**Task goal:**
Extend the Turkish press summary, picking up right after its last sentence.

**Excerpted text:**
__________

Erdogan Proposes Women's Reforms to Muslim Organization
Sabah reports that Prime Minister Erdogan has sent to the
Organization of the Islamic Conference (OIC) a proposal for forming
a special sub-organization designed to work on reforms for women in
Islamic countries. He maintained that Islam has to fight against
wrong beliefs and traditions to improve the status of women.
Erdogan said "Muslim Turkish women" should be represented on
international platforms, in politics and in all aspects of social
life. He stressed that ignorance was a major obstacle that had to
be overcome, adding that his government had launched a campaign for
sending girls to school in an effort to improve their status.
Erdogan also noted that he was not content with the number of women
in the Turkish parliament, vowing to increase the number of female
parliamentarians in the next elections. Erdogan also denounced
honor killings, stressing that such actions cannot be forgiven.

YASED Supports US Cargill
Milliyet reports Turkey's International Investors Association
(YASED) said in a statement that the "Cargill problem" stemmed from
the disagreement between the executive and judiciary mechanisms in
Turkey. The statement said the closure of the Cargill plant in the
Bursa province, which had been named "the best factory" among 300
Cargill plants in 2005, made other international investors in the
country uneasy.

__________

Collected data
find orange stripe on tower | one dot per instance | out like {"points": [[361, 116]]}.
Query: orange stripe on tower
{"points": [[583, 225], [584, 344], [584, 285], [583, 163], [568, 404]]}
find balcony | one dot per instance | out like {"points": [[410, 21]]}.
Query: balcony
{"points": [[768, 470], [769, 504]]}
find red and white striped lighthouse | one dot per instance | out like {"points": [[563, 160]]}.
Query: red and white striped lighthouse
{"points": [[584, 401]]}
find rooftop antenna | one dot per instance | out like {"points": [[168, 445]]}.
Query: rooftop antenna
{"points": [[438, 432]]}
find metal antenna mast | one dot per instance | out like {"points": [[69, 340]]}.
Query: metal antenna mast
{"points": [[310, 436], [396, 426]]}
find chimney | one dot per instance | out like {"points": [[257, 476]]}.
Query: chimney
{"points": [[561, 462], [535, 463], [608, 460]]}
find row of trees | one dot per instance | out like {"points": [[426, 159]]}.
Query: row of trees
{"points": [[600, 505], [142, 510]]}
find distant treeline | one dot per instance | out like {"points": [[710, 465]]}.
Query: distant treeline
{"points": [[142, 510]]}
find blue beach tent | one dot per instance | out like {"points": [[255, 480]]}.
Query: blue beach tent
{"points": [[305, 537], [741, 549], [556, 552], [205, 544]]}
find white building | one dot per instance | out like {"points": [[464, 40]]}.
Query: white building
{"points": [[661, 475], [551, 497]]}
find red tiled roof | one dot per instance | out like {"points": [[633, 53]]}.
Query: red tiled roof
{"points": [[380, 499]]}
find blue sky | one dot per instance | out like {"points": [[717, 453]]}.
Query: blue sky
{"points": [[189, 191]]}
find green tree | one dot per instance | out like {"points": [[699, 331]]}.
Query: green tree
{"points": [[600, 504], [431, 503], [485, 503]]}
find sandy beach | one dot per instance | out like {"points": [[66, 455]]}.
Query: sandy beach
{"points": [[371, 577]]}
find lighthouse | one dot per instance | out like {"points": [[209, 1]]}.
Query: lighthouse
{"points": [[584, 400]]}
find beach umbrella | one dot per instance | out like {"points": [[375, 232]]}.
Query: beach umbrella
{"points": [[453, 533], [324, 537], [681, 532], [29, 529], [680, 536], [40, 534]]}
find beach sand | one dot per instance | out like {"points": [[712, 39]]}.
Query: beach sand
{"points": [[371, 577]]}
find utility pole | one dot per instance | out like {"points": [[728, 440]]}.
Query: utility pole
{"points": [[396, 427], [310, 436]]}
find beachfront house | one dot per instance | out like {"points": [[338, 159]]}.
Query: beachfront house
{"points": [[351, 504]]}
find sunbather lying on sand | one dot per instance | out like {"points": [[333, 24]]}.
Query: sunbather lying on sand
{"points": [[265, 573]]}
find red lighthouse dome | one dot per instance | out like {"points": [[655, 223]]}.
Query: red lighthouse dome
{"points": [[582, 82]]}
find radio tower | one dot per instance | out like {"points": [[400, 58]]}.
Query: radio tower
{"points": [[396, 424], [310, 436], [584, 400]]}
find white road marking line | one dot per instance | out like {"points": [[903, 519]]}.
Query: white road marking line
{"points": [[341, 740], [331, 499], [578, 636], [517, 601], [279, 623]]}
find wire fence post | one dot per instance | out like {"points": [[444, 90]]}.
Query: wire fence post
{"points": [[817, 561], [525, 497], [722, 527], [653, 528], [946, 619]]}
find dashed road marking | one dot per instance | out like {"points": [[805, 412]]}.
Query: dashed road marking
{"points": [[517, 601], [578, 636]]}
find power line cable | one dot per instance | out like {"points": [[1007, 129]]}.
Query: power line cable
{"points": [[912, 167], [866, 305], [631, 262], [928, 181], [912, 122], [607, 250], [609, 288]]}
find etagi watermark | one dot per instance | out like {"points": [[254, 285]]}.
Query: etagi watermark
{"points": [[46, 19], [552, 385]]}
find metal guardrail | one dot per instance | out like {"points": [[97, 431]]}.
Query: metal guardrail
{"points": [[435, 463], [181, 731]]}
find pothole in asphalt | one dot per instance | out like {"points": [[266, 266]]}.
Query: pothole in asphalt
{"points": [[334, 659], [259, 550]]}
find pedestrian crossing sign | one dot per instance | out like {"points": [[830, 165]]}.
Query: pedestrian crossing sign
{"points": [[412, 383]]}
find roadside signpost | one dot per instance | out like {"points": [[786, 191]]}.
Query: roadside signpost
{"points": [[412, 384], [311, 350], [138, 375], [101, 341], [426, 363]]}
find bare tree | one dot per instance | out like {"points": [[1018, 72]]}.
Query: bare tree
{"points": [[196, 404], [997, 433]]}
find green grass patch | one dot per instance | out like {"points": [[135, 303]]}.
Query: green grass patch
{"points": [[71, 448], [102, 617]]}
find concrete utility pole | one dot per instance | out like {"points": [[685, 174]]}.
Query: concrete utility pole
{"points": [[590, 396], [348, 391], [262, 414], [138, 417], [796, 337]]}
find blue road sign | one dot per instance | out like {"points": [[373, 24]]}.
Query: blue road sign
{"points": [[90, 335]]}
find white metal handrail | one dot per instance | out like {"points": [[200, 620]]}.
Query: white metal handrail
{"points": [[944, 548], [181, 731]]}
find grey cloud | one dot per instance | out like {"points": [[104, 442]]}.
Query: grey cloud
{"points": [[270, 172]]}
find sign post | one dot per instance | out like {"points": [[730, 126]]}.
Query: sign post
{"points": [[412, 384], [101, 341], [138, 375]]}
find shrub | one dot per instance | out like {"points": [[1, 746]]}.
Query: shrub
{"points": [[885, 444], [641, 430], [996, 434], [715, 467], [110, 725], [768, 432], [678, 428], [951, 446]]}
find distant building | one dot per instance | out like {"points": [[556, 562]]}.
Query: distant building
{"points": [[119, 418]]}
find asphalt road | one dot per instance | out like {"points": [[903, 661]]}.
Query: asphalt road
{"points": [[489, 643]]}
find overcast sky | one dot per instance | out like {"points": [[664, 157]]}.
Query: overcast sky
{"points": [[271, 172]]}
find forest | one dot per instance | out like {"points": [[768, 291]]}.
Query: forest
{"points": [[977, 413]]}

__________

**Answer to this exercise:**
Editorial Commentary on the Saddam Death Penalty
Emin Colasan comments in the mass appeal Hurriyet: "The truth is
that Saddam was a real dictator and he was brutal. Yet at the same
time Iraqis, with the exception of opponents of the regime, were
living safe and sound. He has now been tried by a court -- a puppet
court organized by the US -- and sentenced to death. Time will show
whether the verdict will be executed or not. But the main problem
for Iraq remains the security of the Iraqi people. Under the Saddam
regime, Iraq kept its territorial integrity to a certain degree
until the US invasion which only helped bring about the loss of
thousands of lives and create a division between Sunni, Shiite and
Kurd. The US had better reevaluate the Iraq case considering the
abyss that it is heading toward. If it was possible to ask the
people of Iraq whether they would rather live in the Saddam era or
the current occupation, the answer would probably be the former in
the Sunni and Shiite areas."

Melih Asik observes in the mainstream Milliyet: "There is no way
for the US and the UK to present the verdict on Saddam as a fair
judgment. First of all this was not a fair tribunal. Who can
possibly believe that? This is a country where everything fails
because of the occupation with the exception of a properly working
court system. Saddam's sentence comes because of his killing of 148
Iraqis. If that makes a good case, one really wonders about the
crimes of Bush and Blair. If Saddam is hanged it will not serve any
purpose at all. His hanging will only accelerate the fight against
the US as well as the puppet administration. The truth is a
dictator genuinely dies when he is tried and hanged by his own
people. But when he is hanged by others, he becomes a hero. The
hanging of Saddam will add another mistake to the US account."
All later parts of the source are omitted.